* BEGIN Material for this exercise *

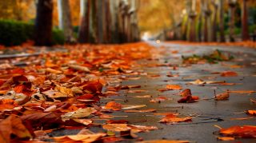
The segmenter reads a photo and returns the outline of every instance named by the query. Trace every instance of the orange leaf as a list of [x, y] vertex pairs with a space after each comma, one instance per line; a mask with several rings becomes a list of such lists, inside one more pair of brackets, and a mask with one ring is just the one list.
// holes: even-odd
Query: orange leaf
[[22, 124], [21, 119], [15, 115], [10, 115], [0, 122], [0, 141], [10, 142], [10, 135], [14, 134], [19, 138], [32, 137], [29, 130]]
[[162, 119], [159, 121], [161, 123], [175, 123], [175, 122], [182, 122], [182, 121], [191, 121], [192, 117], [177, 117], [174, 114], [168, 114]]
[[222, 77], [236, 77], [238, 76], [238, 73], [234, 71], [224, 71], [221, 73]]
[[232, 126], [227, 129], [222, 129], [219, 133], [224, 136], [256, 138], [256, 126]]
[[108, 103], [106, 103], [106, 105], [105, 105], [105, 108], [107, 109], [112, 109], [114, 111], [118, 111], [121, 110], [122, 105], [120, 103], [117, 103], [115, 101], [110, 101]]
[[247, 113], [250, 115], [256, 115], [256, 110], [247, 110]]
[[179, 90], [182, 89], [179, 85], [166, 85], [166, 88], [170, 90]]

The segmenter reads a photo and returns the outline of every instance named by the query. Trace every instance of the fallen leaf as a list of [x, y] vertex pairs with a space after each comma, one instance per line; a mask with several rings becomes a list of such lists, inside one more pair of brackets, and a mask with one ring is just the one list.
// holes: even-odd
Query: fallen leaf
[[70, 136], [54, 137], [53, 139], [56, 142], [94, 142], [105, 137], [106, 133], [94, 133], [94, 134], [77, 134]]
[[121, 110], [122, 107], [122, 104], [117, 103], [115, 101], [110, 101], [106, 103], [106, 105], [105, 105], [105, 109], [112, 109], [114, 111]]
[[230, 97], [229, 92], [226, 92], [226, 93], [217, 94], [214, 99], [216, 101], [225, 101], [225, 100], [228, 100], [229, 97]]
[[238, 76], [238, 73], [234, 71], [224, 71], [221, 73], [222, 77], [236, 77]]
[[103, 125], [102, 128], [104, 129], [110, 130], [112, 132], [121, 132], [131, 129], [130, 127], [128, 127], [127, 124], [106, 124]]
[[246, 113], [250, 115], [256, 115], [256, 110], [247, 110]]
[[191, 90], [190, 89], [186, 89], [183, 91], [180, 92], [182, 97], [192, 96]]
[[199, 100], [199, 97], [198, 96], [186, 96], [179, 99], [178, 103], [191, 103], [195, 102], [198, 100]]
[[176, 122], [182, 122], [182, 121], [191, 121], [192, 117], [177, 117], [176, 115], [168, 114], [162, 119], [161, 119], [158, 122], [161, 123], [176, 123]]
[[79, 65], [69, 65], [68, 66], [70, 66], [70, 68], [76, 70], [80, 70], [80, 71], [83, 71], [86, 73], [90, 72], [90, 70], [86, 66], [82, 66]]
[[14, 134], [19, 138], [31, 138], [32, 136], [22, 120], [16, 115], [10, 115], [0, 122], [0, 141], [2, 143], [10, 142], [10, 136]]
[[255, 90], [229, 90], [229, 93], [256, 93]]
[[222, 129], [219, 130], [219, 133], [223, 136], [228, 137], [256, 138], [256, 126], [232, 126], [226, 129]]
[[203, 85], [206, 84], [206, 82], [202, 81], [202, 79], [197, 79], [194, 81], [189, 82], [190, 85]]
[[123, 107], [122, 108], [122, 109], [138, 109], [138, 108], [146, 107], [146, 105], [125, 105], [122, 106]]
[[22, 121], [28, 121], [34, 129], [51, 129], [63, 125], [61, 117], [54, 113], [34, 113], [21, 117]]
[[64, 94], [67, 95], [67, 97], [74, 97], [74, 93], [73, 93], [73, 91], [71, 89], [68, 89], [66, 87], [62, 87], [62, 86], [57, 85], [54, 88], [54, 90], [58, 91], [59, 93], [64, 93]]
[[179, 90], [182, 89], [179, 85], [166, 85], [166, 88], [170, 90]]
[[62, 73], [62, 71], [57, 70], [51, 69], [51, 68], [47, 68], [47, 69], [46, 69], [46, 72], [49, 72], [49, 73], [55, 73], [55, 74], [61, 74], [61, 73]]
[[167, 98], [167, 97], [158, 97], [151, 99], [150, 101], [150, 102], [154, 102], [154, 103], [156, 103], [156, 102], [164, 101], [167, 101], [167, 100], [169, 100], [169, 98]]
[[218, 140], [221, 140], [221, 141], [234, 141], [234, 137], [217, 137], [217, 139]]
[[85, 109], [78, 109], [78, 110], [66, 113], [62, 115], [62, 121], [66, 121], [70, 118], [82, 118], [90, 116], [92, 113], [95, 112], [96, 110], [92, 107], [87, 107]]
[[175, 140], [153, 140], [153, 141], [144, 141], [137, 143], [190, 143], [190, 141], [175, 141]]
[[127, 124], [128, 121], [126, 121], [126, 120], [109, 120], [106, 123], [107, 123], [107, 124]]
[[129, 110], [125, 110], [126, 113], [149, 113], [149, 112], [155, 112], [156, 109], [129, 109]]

* END Material for this exercise *

◆ Task goal
Copy the listing above, substituting "outline tool" for every "segmenter" and leaving everything else unchanged. Omit the pictures.

◆ Task output
The outline tool reads a photo and returns the outline of every instance named by the query. Trace every instance of the orange leaf as a list of [x, y] vertex pairs with a space after each comma, one instance per line; a mask with several rings becomes a list of such lists, inside one more pair of brackets, and a mask with one ring is just the one list.
// holes: even-odd
Query: orange leaf
[[22, 124], [21, 119], [15, 115], [10, 115], [0, 122], [0, 141], [10, 142], [10, 135], [14, 134], [19, 138], [32, 137], [29, 130]]
[[162, 119], [159, 121], [161, 123], [175, 123], [175, 122], [182, 122], [182, 121], [191, 121], [192, 117], [177, 117], [174, 114], [168, 114]]
[[222, 77], [236, 77], [238, 76], [238, 73], [234, 71], [224, 71], [221, 73]]
[[232, 126], [227, 129], [222, 129], [219, 133], [224, 136], [256, 138], [256, 126]]
[[108, 103], [106, 103], [106, 105], [105, 105], [105, 108], [107, 109], [112, 109], [114, 111], [118, 111], [121, 110], [122, 105], [120, 103], [117, 103], [115, 101], [110, 101]]
[[247, 113], [250, 115], [256, 115], [256, 110], [247, 110]]
[[179, 90], [182, 89], [179, 85], [166, 85], [166, 88], [170, 90]]

The outline tool reads a photo and returns the outline of every instance named by the query. Trace every instance of the fallen leaf as a list of [x, y] vertex pairs with a space after each comma, one instance per line; a mask with several rings becomes a list of such lists, inside one more pair of brackets, and a mask with one ring is just the one list.
// holes: even-odd
Query: fallen leaf
[[70, 136], [54, 137], [53, 139], [56, 142], [94, 142], [105, 137], [106, 133], [94, 133], [94, 134], [77, 134]]
[[121, 110], [122, 107], [122, 104], [117, 103], [115, 101], [110, 101], [106, 103], [106, 105], [105, 105], [105, 109], [112, 109], [114, 111]]
[[230, 97], [229, 92], [226, 92], [226, 93], [217, 94], [214, 99], [216, 101], [225, 101], [225, 100], [228, 100], [229, 97]]
[[238, 76], [238, 73], [234, 71], [224, 71], [221, 73], [222, 77], [236, 77]]
[[103, 125], [102, 128], [104, 129], [110, 130], [112, 132], [121, 132], [131, 129], [130, 127], [128, 127], [127, 124], [106, 124]]
[[246, 113], [250, 115], [256, 115], [256, 110], [247, 110]]
[[191, 90], [190, 89], [186, 89], [183, 91], [180, 92], [182, 97], [192, 96]]
[[199, 100], [199, 97], [198, 96], [186, 96], [179, 99], [178, 103], [191, 103], [195, 102], [198, 100]]
[[176, 122], [182, 122], [182, 121], [191, 121], [192, 117], [177, 117], [176, 115], [168, 114], [162, 119], [161, 119], [158, 122], [161, 123], [176, 123]]
[[79, 65], [69, 65], [68, 66], [70, 66], [70, 68], [76, 70], [80, 70], [80, 71], [83, 71], [86, 73], [90, 72], [90, 70], [86, 66], [82, 66]]
[[14, 134], [19, 138], [31, 138], [32, 136], [22, 120], [16, 115], [10, 115], [0, 122], [0, 141], [2, 143], [10, 142], [10, 136]]
[[255, 90], [229, 90], [229, 93], [256, 93]]
[[222, 129], [219, 130], [219, 133], [223, 136], [228, 137], [256, 138], [256, 126], [232, 126], [226, 129]]
[[203, 85], [206, 84], [206, 82], [202, 81], [202, 79], [197, 79], [194, 81], [189, 82], [190, 85]]
[[123, 107], [122, 108], [122, 109], [138, 109], [138, 108], [146, 107], [146, 105], [125, 105], [122, 106]]
[[22, 121], [28, 121], [34, 129], [51, 129], [63, 125], [61, 117], [54, 113], [34, 113], [21, 117]]
[[64, 94], [67, 95], [67, 97], [74, 97], [74, 93], [73, 93], [73, 91], [71, 89], [68, 89], [66, 87], [62, 87], [62, 86], [57, 85], [54, 88], [54, 90], [58, 91], [59, 93], [64, 93]]
[[179, 90], [182, 89], [179, 85], [166, 85], [166, 88], [170, 90]]
[[62, 73], [62, 71], [57, 70], [51, 69], [51, 68], [47, 68], [47, 69], [46, 69], [46, 72], [49, 72], [49, 73], [55, 73], [55, 74], [61, 74], [61, 73]]
[[167, 98], [167, 97], [158, 97], [151, 99], [150, 101], [150, 102], [154, 102], [154, 103], [156, 103], [156, 102], [164, 101], [167, 101], [167, 100], [169, 100], [169, 98]]
[[218, 140], [221, 140], [221, 141], [234, 141], [234, 137], [217, 137], [217, 139]]
[[85, 109], [78, 109], [78, 110], [66, 113], [62, 115], [62, 121], [66, 121], [70, 118], [82, 118], [90, 116], [92, 113], [95, 112], [96, 110], [92, 107], [87, 107]]
[[175, 140], [153, 140], [153, 141], [144, 141], [137, 143], [190, 143], [190, 141], [175, 141]]
[[127, 124], [128, 121], [126, 121], [126, 120], [109, 120], [106, 123], [107, 123], [107, 124]]
[[129, 110], [125, 110], [126, 113], [149, 113], [149, 112], [155, 112], [156, 109], [129, 109]]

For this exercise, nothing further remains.